■ PROBLEM A ■
Reproduce the house-building text from "Pinching Pennies" to "particular black hole." with no changes.
■ PROBLEM B ■
Render this sentence from the house-building text in Spanish: "That’s ok, because there’s no adventure to compare with learning from your mistakes."
■ PROBLEM C ■
According to the house-building text, what did the building crew remove hours before a week-long rainstorm?

The first lesson you will likely learn is: You are not capable of building a house. The second is probably: Neither is anyone you know. Even the ones that say they are… especially the ones that say they are.
That’s ok, because there’s no adventure to compare with learning from your mistakes. Understanding the order of operations is going to be crucial.
For us, this critical lesson came home to roost, along with a large flock of tenacious barn-swallows, when our building crew removed our existing roof hours before a week-long rainstorm. The resulting buckled planks and plywood sheets were frustrating, but the biggest lesson we took away was that Things Can Always Get Worse, a poignant truth which was strikingly illustrated by the same building crew knocking down our chimney. The point is, fits of blind rage and abject despair are as time-honored an element of the Pioneer Way as “Oh Susanna,” barn-raising, and famine.
Pinching Pennies
When it comes to thrift, there’s a little saying we like to use: “a penny saved is a penny you will inevitably spend later, after having bid a fond farewell to many hours of your valuable time.” This does not mean you shouldn’t save pennies—we love to save pennies. It just means you should be realistic about what a penny is: a useless copper circle that’s going to end up on the bottom of your purse, crusted with dried gum and mysterious purse crumbs. If you’re saving pennies, it’s strictly as a hobby. It has no bearing whatsoever on the final price tag of your particular black hole.
That being said, there are many non-monetary benefits to be gleaned from the process of Doing It Yourself, so don’t shy away from New Challenges.

■ DATA UNDER STUDY ■
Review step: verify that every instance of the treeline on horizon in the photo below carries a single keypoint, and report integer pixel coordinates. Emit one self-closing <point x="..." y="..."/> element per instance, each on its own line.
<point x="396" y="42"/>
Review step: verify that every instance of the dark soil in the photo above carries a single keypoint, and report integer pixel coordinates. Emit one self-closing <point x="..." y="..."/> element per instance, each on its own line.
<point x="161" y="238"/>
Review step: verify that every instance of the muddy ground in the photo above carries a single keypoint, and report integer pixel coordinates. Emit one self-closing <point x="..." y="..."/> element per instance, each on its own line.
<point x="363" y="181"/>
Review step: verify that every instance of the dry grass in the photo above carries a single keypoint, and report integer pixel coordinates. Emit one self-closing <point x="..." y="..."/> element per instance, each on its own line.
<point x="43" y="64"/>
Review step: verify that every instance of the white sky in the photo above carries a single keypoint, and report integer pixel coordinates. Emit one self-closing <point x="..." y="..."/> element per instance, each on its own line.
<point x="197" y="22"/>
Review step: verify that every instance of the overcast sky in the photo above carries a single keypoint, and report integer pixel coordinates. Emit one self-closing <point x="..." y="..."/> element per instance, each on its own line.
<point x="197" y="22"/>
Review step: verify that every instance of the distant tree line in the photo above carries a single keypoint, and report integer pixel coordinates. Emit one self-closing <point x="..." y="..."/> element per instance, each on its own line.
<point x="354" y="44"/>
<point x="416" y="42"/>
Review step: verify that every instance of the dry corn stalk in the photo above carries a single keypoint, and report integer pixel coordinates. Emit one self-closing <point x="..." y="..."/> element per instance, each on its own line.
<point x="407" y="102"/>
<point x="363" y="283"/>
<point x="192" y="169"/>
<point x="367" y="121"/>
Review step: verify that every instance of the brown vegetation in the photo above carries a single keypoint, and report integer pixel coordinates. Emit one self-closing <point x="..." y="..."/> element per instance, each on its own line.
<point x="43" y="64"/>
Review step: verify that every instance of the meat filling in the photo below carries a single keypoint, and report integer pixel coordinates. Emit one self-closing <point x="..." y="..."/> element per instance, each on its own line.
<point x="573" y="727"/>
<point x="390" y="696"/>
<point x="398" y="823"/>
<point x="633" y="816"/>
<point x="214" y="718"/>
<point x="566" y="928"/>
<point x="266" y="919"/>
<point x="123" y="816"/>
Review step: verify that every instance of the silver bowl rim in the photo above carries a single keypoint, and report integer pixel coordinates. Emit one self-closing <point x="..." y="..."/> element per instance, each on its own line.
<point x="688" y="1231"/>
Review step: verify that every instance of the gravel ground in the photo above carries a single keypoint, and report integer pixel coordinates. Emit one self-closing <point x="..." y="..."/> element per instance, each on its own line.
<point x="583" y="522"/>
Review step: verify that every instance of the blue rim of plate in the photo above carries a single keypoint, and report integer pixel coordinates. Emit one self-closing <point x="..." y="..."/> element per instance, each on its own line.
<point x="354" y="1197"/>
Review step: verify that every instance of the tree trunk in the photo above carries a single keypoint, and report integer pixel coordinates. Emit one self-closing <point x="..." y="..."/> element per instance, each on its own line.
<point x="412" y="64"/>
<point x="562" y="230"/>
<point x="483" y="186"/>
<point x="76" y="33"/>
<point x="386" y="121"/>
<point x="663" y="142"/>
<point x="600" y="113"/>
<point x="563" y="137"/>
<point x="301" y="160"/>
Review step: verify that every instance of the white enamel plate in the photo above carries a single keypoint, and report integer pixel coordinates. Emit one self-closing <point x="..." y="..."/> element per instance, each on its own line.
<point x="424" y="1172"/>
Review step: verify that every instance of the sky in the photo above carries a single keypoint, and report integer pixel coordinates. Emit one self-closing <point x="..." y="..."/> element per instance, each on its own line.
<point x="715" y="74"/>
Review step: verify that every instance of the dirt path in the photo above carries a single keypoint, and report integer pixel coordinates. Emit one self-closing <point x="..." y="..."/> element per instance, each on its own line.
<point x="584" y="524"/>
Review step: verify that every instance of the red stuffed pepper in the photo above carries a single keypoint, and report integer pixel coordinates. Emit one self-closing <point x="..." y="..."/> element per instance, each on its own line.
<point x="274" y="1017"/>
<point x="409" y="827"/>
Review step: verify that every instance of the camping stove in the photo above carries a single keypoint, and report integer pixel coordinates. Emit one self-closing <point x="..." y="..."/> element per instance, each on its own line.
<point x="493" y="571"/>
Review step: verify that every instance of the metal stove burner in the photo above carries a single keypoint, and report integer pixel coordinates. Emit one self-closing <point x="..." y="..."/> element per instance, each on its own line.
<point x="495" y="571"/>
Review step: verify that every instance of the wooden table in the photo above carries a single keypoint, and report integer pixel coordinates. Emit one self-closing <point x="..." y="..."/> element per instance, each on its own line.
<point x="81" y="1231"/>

■ EXERCISE RESULT A ■
Pinching Pennies
When it comes to thrift, there’s a little saying we like to use: “a penny saved is a penny you will inevitably spend later, after having bid a fond farewell to many hours of your valuable time.” This does not mean you shouldn’t save pennies—we love to save pennies. It just means you should be realistic about what a penny is: a useless copper circle that’s going to end up on the bottom of your purse, crusted with dried gum and mysterious purse crumbs. If you’re saving pennies, it’s strictly as a hobby. It has no bearing whatsoever on the final price tag of your particular black hole.

■ EXERCISE RESULT B ■
Está bien, porque no hay aventura que se compare con aprender de tus errores.

■ EXERCISE RESULT C ■
The existing roof.